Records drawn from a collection
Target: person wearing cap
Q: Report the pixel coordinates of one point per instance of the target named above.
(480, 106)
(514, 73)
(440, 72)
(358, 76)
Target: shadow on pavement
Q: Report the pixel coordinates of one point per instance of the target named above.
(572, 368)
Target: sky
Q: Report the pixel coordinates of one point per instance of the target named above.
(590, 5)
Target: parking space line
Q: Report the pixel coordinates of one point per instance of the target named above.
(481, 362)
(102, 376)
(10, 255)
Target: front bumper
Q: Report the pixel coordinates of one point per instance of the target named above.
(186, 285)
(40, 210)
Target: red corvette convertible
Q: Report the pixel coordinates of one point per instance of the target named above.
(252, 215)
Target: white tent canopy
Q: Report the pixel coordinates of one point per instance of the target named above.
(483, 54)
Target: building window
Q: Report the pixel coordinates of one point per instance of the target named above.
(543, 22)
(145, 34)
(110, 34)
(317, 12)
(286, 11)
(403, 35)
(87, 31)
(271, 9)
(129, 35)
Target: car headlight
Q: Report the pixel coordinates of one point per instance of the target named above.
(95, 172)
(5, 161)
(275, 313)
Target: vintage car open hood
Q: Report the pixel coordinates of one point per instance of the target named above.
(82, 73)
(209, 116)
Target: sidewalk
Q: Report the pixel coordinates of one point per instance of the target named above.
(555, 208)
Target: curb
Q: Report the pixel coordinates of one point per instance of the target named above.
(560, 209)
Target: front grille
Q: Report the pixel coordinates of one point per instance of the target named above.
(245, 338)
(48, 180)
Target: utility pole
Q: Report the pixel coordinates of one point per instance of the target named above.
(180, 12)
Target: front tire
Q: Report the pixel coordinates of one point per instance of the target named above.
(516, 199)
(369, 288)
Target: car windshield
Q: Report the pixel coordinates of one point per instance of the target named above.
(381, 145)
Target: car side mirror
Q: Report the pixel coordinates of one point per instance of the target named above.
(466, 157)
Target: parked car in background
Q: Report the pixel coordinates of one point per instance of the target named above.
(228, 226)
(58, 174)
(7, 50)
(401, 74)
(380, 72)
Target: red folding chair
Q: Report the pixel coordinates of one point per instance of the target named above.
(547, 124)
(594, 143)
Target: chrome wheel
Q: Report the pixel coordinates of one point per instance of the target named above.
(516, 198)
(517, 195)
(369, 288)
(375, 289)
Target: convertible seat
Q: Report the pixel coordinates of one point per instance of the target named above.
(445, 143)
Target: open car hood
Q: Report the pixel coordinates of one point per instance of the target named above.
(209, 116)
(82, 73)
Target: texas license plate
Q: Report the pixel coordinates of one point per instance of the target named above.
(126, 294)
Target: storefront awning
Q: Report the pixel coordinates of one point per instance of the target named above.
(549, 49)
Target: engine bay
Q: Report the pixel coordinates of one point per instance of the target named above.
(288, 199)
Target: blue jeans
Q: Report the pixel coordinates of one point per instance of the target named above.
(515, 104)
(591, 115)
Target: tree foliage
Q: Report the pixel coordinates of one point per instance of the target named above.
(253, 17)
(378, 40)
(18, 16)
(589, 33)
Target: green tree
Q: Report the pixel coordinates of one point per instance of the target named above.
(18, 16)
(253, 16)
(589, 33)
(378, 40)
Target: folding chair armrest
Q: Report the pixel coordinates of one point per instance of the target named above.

#### Job:
Can you transcribe every row above word for word, leaving each line unchanged?

#### Completed exercise:
Target: person wearing cap
Q: Report the pixel coordinates of one point per instance of the target named above.
(480, 106)
(514, 73)
(440, 72)
(358, 76)
Target: shadow on pavement
Q: Report the pixel coordinates of one point per instance of the target named above.
(572, 368)
Target: sky
Q: Report the pixel coordinates of one point per instance of the target named above.
(590, 5)
Target: parking space line
Q: Report the pixel coordinates of one point per instance of the target named above.
(481, 362)
(102, 376)
(10, 255)
Target: front bumper
Q: Report the pixel coordinates of one point per instance of the target named above.
(186, 285)
(40, 210)
Target: red corvette convertible
Q: Report the pixel coordinates of one point per instance of the target named above.
(252, 215)
Target: white tent canopy
Q: Report the pixel coordinates of one point per instance of the target named above.
(483, 54)
Target: building window
Q: Report the pixel coordinates of one point per instance of the target named above.
(543, 22)
(145, 34)
(110, 34)
(317, 12)
(286, 11)
(403, 35)
(87, 31)
(271, 9)
(129, 35)
Target: car headlight
Q: Report the pixel coordinates of one point per instance of the target named above.
(95, 172)
(5, 161)
(275, 313)
Target: vintage car open hood
Q: Report the pixel coordinates of one point per instance of the target named above.
(82, 73)
(209, 116)
Target: sidewalk
Q: Report the pixel coordinates of one point per instance of the target named above.
(555, 208)
Target: curb
Q: Report the pixel coordinates of one point per instance of the target named above.
(560, 209)
Target: front grille
Q: Report the pixel coordinates of one point per instance of the target named above.
(245, 338)
(48, 180)
Target: utility pole
Q: Report the pixel coordinates of one point per instance of the target named above.
(180, 12)
Target: front tire
Q: Report the pixel coordinates of one point per instance of the target named above.
(516, 199)
(369, 288)
Target: car windshield
Q: Report the pixel coordinates of one point per instance of the target named above.
(381, 145)
Target: car side mirror
Q: Report the pixel coordinates of one point per instance of the target named above.
(466, 157)
Target: parked car in background
Q: Report the pixel coordinates of one point per instance of the target named above.
(228, 226)
(58, 174)
(7, 50)
(401, 74)
(380, 72)
Target: red folding chair
Q: Report the pixel coordinates of one point per instance of the target named above.
(547, 124)
(594, 143)
Target: chrome wheel
Q: Report the pixel coordinates of one point per instance of the target named above.
(516, 198)
(517, 195)
(369, 288)
(375, 289)
Target: convertible seat
Q: Report the pixel coordinates of one point per instance of the target named above.
(445, 143)
Target: open car hood
Q: Report the pixel coordinates of one point per instance of the target named above.
(209, 116)
(82, 73)
Target: texas license plate
Q: Report the pixel coordinates of one point per instance of the target named above.
(126, 294)
Target: storefront awning
Q: Report the pixel coordinates of one point per instance of the target named above.
(549, 49)
Target: engine bay
Q: Report the pixel coordinates of one point per instance of the target named above.
(288, 199)
Target: blue jeans
Q: Report the pixel coordinates of one point per instance of the target named above.
(515, 104)
(591, 115)
Target: tree foliage
Q: Report the pixel coordinates of one point per instance of the target named above.
(253, 17)
(378, 40)
(18, 16)
(589, 33)
Target: green tree
Q: Report the pixel coordinates of one point per instance of the target named above.
(18, 16)
(253, 16)
(589, 33)
(378, 40)
Target: folding chair armrest
Q: Report the pixel coordinates of one point per instance of the target named above.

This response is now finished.